─── Material supplied

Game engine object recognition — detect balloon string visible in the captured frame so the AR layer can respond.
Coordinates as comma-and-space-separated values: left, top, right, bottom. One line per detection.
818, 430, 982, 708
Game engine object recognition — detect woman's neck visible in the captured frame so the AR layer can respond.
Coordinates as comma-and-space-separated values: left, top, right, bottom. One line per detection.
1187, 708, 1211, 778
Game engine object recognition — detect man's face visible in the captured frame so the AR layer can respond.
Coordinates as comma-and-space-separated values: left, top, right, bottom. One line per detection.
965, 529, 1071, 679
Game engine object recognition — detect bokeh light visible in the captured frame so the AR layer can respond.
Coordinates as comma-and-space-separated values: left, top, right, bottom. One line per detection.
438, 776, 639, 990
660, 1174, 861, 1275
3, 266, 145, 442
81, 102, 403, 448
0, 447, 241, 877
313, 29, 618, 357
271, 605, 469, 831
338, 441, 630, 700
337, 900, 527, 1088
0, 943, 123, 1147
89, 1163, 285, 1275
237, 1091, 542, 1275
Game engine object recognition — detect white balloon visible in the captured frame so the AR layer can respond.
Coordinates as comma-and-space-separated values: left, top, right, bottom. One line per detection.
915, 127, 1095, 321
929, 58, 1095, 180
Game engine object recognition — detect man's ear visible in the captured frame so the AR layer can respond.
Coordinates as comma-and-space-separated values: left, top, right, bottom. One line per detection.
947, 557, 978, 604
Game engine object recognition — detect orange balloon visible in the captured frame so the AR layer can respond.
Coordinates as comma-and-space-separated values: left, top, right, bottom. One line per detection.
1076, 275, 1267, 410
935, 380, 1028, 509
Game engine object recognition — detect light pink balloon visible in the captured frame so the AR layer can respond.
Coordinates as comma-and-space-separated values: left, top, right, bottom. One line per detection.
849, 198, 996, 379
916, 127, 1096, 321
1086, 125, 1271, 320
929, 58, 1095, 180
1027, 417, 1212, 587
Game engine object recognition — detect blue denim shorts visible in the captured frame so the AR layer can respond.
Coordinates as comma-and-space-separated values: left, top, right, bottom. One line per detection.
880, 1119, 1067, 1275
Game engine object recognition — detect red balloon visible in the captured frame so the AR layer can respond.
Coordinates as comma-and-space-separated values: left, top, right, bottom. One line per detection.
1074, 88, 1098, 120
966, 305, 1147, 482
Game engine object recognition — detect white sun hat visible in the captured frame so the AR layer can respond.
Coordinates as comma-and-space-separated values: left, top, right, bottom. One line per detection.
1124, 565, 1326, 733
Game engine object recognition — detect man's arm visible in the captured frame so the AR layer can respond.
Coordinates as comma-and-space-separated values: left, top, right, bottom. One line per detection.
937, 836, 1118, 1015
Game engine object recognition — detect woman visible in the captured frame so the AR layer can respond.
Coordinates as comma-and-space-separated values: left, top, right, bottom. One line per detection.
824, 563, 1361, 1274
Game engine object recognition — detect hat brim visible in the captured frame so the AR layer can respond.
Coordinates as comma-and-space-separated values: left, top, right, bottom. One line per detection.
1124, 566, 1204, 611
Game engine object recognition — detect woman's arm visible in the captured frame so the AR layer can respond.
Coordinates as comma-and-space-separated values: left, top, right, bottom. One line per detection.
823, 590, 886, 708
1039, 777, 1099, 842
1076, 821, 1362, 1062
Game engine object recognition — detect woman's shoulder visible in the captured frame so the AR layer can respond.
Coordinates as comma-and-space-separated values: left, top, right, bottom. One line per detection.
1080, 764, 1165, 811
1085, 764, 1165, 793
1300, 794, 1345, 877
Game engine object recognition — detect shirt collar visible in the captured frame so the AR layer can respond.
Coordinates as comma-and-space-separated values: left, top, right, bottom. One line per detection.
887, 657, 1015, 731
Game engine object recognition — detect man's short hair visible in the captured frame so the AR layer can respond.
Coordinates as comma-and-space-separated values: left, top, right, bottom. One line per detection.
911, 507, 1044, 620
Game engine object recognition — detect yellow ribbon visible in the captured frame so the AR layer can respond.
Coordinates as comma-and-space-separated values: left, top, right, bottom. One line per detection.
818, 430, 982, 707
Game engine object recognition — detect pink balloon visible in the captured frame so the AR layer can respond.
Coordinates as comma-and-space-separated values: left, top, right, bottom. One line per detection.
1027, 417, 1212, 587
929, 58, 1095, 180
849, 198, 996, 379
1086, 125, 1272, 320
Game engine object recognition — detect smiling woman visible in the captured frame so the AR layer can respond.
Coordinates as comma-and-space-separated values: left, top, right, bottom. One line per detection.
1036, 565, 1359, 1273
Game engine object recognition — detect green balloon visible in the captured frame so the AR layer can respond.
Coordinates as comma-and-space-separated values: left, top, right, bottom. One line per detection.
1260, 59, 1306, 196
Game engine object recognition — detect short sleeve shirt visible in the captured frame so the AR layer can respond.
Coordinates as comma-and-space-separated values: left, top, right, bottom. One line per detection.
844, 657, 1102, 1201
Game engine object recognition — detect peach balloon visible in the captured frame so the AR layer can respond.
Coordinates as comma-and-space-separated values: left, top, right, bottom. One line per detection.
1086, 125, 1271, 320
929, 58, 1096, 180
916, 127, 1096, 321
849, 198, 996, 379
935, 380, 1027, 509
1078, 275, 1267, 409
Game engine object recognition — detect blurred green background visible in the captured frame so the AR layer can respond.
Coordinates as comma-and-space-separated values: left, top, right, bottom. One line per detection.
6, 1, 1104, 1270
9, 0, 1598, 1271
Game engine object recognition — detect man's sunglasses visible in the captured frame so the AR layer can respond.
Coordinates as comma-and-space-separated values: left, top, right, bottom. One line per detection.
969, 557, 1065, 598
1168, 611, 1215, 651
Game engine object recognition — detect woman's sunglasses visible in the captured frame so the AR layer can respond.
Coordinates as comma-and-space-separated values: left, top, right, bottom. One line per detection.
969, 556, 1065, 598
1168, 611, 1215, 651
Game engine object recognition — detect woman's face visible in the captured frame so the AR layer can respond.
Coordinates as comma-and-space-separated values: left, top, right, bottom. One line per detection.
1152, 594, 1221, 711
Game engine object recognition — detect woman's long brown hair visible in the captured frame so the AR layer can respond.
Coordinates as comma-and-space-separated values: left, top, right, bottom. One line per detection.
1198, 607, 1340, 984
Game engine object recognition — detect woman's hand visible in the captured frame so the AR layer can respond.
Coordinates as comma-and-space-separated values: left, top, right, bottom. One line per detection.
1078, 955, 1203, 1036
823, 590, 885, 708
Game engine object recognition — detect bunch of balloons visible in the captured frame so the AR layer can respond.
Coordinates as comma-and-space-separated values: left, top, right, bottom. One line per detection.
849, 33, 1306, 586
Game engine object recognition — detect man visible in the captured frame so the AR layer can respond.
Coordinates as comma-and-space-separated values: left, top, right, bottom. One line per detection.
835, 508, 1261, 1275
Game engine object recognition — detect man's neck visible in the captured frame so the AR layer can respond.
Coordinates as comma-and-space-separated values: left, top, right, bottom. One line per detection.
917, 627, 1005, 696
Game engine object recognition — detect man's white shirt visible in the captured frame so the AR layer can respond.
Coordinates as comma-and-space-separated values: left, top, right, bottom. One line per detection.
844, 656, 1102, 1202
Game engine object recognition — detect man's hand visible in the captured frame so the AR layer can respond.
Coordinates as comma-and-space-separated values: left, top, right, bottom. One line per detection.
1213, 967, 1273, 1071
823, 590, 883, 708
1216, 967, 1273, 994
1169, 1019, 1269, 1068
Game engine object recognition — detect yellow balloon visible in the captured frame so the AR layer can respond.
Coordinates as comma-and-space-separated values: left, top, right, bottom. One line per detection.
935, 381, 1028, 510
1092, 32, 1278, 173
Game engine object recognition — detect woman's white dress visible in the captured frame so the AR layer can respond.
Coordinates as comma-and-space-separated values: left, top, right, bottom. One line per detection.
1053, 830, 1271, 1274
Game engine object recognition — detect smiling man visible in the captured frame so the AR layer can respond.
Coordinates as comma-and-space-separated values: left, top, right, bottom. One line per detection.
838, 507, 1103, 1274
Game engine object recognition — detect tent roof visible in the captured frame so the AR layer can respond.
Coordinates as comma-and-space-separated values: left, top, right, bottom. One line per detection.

──────

From the data above, give the number of lines that hold "light", without anything else.

▶ **Finished task**
2